Researchers from the University of Otago are undertaking a three-year project focused on developing more productive pastures.
New Zealand's green paddocks are generally full of ryegrass, but when it flowers in late spring it is no longer as nutritious for the livestock feeding on it.
Now a team from the University of Otago's Department of Biochemistry want to develop a ryegrass that doesn't flower on-farm.
One of the project's leaders, Associate Professor Richard Macknight, said this could lead to a far more productive and efficient New Zealand farming landscape.
"There have been recent advances in our genetic understanding of how flowering is controlled, and we are using this knowledge as a starting point to discover the key genes required to prevent ryegrass flowering on the farm," he said.
The successful development of ryegrass cultivars that don't flower in field conditions will extend peak production, enabling farmers to utilise current farmland more efficiently, Associate Professor Macknight said.

Directions: Extend the article on the University of Otago's non-flowering ryegrass project, continuing on from its last sentence.

Study material:
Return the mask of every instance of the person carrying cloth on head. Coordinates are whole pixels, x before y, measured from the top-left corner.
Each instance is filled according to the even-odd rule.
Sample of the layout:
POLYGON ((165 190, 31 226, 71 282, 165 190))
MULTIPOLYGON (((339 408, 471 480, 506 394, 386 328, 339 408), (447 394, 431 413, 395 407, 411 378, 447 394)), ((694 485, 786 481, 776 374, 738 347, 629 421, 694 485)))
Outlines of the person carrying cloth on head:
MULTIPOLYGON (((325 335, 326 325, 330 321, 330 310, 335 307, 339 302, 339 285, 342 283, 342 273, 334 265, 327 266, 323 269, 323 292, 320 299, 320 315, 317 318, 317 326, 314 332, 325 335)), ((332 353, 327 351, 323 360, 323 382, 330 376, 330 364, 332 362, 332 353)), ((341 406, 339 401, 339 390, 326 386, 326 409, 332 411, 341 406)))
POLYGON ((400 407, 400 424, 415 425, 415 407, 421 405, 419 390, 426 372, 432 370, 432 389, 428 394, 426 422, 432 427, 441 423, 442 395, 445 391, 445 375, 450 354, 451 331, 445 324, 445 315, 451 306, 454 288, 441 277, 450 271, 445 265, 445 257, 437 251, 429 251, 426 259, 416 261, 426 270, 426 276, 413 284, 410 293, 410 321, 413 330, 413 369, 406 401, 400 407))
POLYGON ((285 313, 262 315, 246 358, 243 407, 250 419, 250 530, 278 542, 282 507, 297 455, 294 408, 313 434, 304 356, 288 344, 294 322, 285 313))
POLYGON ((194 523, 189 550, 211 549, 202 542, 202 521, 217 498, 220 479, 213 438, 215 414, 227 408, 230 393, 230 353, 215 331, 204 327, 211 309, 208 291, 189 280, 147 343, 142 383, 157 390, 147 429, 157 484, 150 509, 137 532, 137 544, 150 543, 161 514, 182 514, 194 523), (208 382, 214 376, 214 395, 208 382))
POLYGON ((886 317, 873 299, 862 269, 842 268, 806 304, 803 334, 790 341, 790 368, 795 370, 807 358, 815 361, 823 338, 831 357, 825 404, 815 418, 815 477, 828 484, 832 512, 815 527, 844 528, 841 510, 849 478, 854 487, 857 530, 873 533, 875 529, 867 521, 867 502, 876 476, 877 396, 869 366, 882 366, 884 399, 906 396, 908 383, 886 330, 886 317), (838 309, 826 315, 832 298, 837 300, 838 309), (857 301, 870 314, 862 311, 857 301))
* * *
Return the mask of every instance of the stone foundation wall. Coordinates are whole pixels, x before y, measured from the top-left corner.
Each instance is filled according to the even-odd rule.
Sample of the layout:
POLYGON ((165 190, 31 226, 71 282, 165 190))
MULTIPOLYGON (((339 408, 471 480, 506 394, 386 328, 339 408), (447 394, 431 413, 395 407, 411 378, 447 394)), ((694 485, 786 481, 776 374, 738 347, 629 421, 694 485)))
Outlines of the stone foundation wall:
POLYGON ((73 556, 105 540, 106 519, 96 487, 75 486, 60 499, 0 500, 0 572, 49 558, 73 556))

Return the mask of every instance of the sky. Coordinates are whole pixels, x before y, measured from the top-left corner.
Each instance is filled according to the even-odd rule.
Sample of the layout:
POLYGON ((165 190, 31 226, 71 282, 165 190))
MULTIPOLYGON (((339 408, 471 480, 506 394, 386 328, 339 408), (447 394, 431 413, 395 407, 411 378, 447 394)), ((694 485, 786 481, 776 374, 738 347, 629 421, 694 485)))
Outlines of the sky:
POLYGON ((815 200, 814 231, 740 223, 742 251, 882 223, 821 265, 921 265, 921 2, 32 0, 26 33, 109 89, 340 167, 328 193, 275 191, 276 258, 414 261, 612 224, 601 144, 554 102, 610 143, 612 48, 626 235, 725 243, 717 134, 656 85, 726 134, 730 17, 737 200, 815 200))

Exercise response:
"If a ryegrass variety that we help develop ends up being grown by New Zealand farmers and it helps farming become more sustainable then that would be tremendous - that's the ultimate goal," he said.
The problem with suppressing flowering was if the grass didn't flower at all, it wouldn't produce the seeds for farmers to plant, Associate Professor Macknight said.
To get around this problem, they were aiming to develop a plant that can be induced to flower for seed production under artificial conditions, but will not flower when grown on New Zealand farms, he said.